**Exercise details**
Count the lines in the material below that contain the string "wall", with case counting, and reply with that number alone.

**Data excerpts**
◆ ◆ ◆ ◆ ◆
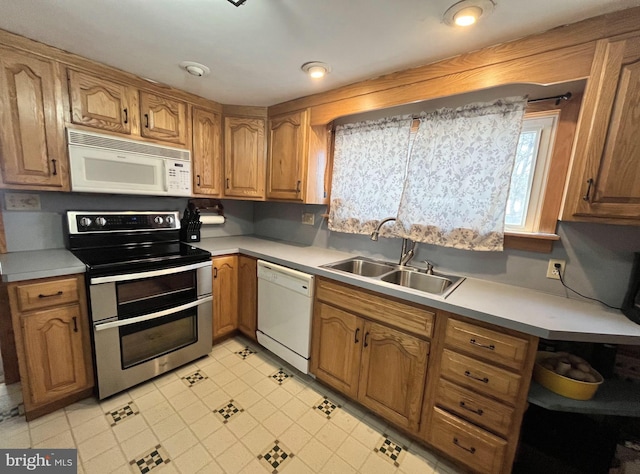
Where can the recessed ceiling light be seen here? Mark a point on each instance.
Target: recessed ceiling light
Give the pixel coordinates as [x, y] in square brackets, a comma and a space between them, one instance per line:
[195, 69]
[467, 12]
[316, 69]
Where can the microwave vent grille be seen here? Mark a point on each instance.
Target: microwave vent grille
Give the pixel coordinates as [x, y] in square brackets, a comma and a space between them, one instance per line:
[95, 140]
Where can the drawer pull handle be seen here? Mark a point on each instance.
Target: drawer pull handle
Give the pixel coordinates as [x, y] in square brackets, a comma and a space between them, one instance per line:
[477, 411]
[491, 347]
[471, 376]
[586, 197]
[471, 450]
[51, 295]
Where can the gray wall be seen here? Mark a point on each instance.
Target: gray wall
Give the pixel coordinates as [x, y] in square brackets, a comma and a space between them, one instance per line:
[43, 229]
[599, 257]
◆ ◆ ◆ ◆ ◆
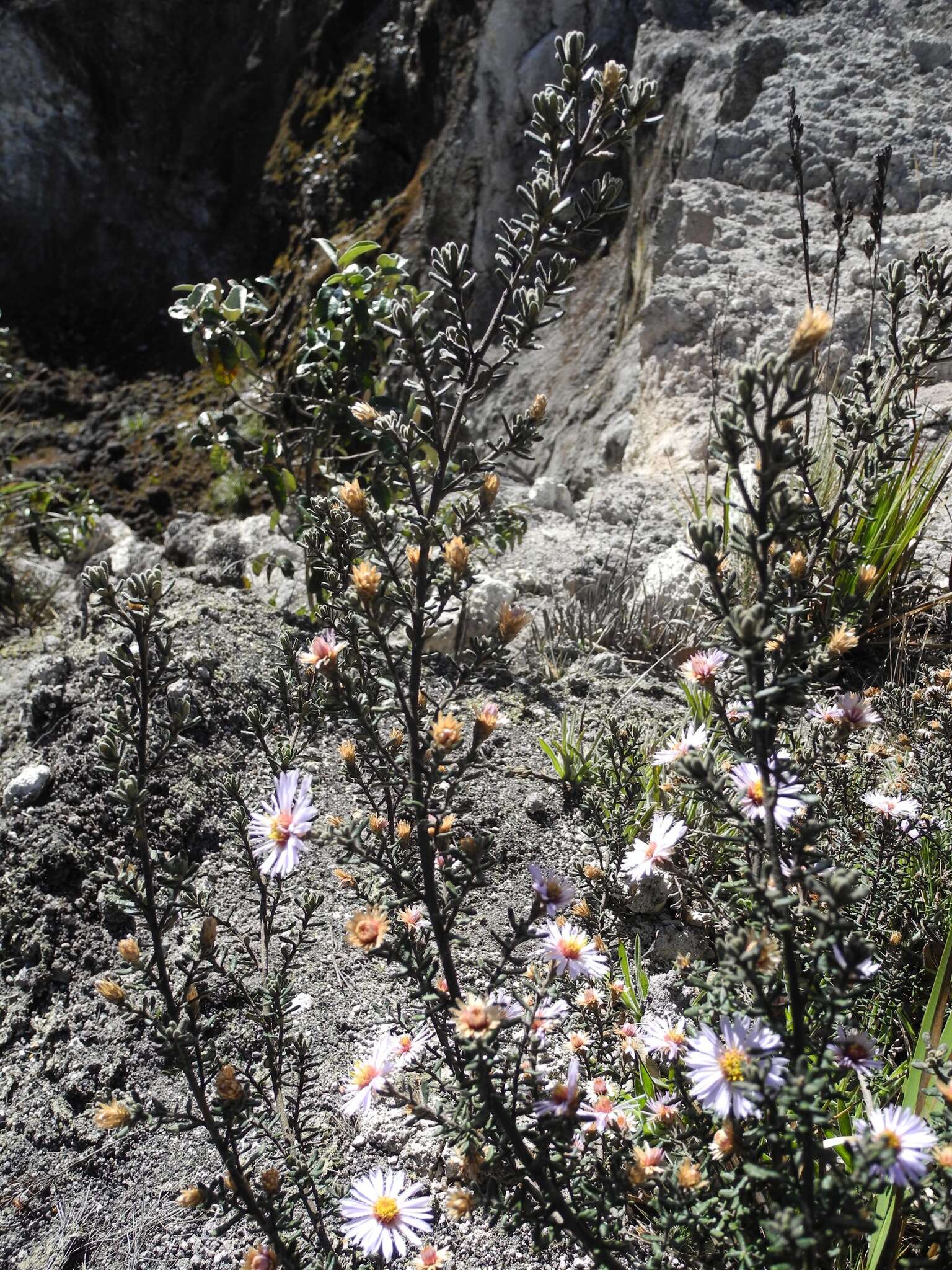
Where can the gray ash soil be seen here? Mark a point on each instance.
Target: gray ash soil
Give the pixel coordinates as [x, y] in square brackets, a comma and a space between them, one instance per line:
◆ ◆ ◆ ◆ ◆
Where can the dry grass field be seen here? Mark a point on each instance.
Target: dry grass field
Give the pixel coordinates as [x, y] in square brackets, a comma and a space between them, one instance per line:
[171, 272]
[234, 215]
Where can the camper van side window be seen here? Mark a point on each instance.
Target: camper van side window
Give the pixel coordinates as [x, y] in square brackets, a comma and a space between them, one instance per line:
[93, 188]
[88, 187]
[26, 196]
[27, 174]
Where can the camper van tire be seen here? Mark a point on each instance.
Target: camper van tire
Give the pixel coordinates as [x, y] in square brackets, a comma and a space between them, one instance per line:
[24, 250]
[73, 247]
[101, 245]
◆ ◆ ◆ ◆ ◆
**Answer for this exercise**
2